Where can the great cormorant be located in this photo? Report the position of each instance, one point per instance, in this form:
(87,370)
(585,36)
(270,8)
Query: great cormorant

Task description:
Copy out each of the rows above verbatim, keeping every line, character, and number unchanged.

Written reply:
Where can the great cormorant be located in this photo? Report the position of each instance, one point per instance, in this form:
(87,370)
(585,36)
(270,8)
Query: great cormorant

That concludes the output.